_PAGE TEXT_
• • • •

Governing Law and Dispute Resolution:
  1. This Agreement and your relationship with Provider shall be governed exclusively by, and will be enforced, construed, a nd interpreted exclusively in accordance with, the laws applicable in the State of Colorado, without regard to its conflict of law provisions. All disputes under this Agreement will be resolved by the courts of Denver, Colorado, and Subscribers consent to the jurisdiction of and venue in such courts and waive any objection as to inconvenient forum. In any action or proceeding to enforce rights under this Agreement, the prevailing party shall be entitled to recover costs and legal fees.
Miscellaneous Provisions:
  1. Subscriber acknowledges the risk that information and the Content stored and transmitted electronically through the Service may be intercepted by third parties. Subscriber agrees to accept that risk and will not hold Provider liable for any loss, damage, or injury resulting from the interception of information. The Content is stored securely and encrypted. Only Provider, with strict business reasons, may access and transfer the Content and only to provide Subscriber with the Service. Provider will make reasonable efforts to provide notice to Subscriber prior to such access and transfer. Provider’s actions will comply with its obligations under Section Four (4) of this Agreement.
  2. The failure of either party to enforce any provision hereof shall not constitute or be construed as a waiver of such provision or of the right to enforce it at a later time.

• • • •

_SUPPLIED INFORMATION_
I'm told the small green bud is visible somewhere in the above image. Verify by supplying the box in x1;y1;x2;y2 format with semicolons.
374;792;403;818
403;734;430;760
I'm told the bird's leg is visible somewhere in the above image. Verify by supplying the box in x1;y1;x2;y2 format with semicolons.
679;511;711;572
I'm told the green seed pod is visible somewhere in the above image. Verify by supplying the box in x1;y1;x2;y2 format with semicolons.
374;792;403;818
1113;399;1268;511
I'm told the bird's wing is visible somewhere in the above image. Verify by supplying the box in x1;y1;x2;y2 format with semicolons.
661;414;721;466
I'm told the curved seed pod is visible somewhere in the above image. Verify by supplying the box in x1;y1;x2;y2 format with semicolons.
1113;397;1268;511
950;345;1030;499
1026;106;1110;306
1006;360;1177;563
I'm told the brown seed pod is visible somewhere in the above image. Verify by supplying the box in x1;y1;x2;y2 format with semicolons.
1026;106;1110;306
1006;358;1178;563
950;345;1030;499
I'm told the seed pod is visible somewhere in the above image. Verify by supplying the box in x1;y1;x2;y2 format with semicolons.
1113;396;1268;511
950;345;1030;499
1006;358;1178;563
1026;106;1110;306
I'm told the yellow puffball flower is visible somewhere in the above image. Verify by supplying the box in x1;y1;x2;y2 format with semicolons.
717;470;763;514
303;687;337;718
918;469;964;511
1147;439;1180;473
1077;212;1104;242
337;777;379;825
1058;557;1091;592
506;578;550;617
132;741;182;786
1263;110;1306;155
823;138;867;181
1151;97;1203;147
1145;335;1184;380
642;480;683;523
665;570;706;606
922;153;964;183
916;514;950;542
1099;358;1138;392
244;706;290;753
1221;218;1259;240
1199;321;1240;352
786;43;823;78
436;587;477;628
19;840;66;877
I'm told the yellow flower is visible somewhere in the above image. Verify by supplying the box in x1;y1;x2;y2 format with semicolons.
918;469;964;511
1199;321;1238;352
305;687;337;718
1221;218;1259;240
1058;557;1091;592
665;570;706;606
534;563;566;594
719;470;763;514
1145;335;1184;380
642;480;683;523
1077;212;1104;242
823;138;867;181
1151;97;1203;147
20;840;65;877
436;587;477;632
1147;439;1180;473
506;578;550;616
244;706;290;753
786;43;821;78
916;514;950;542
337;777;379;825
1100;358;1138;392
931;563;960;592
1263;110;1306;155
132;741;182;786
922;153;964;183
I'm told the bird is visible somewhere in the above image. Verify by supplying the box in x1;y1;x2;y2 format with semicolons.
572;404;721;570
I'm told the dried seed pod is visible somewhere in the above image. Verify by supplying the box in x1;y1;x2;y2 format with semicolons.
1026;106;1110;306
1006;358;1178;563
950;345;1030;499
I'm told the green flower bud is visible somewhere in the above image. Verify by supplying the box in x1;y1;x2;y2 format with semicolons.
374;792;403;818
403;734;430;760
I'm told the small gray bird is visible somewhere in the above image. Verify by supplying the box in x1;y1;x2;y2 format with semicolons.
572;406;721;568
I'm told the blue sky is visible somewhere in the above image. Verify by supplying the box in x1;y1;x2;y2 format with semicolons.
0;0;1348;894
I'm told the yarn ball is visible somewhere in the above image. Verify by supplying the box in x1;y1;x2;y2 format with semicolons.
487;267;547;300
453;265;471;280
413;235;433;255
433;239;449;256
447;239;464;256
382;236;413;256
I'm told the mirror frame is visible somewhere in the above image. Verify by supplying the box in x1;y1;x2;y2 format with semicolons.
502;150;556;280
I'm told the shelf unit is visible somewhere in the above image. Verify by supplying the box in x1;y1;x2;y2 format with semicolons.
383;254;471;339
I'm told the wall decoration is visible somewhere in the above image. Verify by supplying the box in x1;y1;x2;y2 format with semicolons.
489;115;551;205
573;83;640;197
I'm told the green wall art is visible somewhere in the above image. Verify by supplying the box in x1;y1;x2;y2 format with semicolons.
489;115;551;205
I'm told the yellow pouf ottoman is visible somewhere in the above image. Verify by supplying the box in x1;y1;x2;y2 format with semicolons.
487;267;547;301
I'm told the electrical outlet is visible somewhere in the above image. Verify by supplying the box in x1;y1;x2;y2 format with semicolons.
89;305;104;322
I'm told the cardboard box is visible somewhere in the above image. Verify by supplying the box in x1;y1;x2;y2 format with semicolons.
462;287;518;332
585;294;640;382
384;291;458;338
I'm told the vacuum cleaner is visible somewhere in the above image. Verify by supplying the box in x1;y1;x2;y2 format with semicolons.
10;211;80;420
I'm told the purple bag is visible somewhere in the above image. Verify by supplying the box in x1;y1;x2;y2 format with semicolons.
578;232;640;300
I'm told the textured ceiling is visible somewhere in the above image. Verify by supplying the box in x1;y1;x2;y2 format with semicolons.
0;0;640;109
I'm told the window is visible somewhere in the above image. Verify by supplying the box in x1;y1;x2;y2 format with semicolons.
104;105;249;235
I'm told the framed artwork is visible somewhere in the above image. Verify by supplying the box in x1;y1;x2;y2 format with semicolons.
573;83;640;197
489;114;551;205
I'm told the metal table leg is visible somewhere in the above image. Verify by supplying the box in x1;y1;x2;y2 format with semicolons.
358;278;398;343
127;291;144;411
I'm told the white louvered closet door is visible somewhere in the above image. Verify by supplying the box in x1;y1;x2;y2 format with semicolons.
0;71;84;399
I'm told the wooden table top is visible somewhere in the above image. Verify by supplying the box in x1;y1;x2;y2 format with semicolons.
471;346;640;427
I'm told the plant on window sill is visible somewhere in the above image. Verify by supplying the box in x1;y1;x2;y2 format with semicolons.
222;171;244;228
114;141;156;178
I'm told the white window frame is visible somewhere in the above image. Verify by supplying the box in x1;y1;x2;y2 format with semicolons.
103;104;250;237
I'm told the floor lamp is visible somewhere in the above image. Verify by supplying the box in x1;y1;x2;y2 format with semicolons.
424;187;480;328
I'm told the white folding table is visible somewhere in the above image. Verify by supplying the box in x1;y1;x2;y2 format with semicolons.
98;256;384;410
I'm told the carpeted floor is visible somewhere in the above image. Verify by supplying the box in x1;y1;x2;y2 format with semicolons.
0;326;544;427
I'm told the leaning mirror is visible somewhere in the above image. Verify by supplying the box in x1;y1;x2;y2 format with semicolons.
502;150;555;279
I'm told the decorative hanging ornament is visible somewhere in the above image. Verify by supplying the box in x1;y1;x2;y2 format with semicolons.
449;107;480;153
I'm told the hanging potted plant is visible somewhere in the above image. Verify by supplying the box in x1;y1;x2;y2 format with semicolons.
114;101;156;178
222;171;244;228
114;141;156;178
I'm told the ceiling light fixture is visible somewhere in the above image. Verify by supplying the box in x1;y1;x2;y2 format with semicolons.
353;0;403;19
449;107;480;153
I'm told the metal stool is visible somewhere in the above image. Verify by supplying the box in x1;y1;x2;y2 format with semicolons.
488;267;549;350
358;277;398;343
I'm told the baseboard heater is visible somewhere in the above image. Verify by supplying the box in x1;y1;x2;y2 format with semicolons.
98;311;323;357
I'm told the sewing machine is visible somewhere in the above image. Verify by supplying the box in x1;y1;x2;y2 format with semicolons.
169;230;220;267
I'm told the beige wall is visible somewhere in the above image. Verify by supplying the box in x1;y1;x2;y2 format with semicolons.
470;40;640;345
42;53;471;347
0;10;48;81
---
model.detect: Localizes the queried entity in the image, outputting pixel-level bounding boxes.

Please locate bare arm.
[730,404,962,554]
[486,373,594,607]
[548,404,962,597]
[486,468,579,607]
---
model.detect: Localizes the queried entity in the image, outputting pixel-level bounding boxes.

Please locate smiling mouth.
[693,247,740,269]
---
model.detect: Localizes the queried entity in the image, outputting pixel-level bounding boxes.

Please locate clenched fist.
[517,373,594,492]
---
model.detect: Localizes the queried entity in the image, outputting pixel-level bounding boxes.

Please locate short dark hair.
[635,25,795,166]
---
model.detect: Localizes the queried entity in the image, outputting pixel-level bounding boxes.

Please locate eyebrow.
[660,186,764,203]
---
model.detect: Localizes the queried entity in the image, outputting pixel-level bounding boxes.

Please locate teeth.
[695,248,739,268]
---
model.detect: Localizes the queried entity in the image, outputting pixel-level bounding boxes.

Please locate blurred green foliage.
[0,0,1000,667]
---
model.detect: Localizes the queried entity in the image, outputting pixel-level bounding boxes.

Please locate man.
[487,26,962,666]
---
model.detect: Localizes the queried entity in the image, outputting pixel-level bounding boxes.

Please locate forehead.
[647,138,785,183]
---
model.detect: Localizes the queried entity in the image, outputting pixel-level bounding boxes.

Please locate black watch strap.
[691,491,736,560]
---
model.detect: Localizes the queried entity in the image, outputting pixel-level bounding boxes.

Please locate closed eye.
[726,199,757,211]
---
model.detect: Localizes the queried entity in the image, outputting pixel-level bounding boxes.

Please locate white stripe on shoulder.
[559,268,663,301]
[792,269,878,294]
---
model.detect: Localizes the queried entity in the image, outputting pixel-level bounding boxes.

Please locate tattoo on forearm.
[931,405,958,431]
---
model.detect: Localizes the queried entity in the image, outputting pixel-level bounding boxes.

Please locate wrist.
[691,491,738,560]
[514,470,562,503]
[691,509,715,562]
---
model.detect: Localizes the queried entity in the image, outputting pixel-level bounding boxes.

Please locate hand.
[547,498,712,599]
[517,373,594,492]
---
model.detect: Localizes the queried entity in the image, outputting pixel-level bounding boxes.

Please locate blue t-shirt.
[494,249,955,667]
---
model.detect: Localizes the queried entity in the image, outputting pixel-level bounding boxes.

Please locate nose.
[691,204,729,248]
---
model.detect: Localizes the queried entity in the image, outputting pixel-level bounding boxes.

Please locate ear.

• • • •

_TASKS TO CARRY OUT_
1/ List every kind of harm for which Subscriber agrees not to hold Provider liable when information is intercepted, as named in the agreement text.
2/ Say whether each statement agrees with the agreement text. Answer yes or no, and quote the words from the text that decide it.
(a) Disputes under the Agreement are to be resolved by courts in Denver, Colorado.
(b) Provider guarantees that it will notify Subscriber before accessing and transferring the Content.
(c) The party that prevails in an action to enforce rights under the Agreement may recover its legal fees.
3/ Continue the agreement text from the point where it stops.

_ANSWERS PROVIDED_
1/
- Loss
- Damage
- Injury

2/
(a) Yes: "All disputes under this Agreement will be resolved by the courts of Denver, Colorado"
(b) No: "Provider will make reasonable efforts to provide notice to Subscriber prior to such access and transfer"
(c) Yes: "the prevailing party shall be entitled to recover costs and legal fees"

3/
  3. This Agreement constitutes the entire agreement between Authorized Users and Provider and governs Authorized Users use of the Service, superseding any prior agreements between Authorized Users and Provider (including, but not limited to, any prior versions of this agreement).
  4. Provider reserves the right to amend this Agreement. In the event of material changes to the Agreement, Provider will notify Subscribers, by email, or by other reasonable means of these changes prior to their enactment. Continued use of the Service by the Subscriber after reasonable notice will be considered acceptance of any new terms.
  5. Neither party may assign any of its rights or obligations hereunder, whether by operation of law or otherwise, without the prior written consent of the other party (which consent shall not be unreasonably withheld). Any attempt by a party to assign its rights or obligations under this Agreement in breach of this Section shall be void and of no effect.
  6. If any provisions of these Terms of Service shall be unlawful, void or for any reason unenforceable, then such provision shall be deemed severed from these Terms of Service and shall not affect the validity and enforceability of any remaining provisions.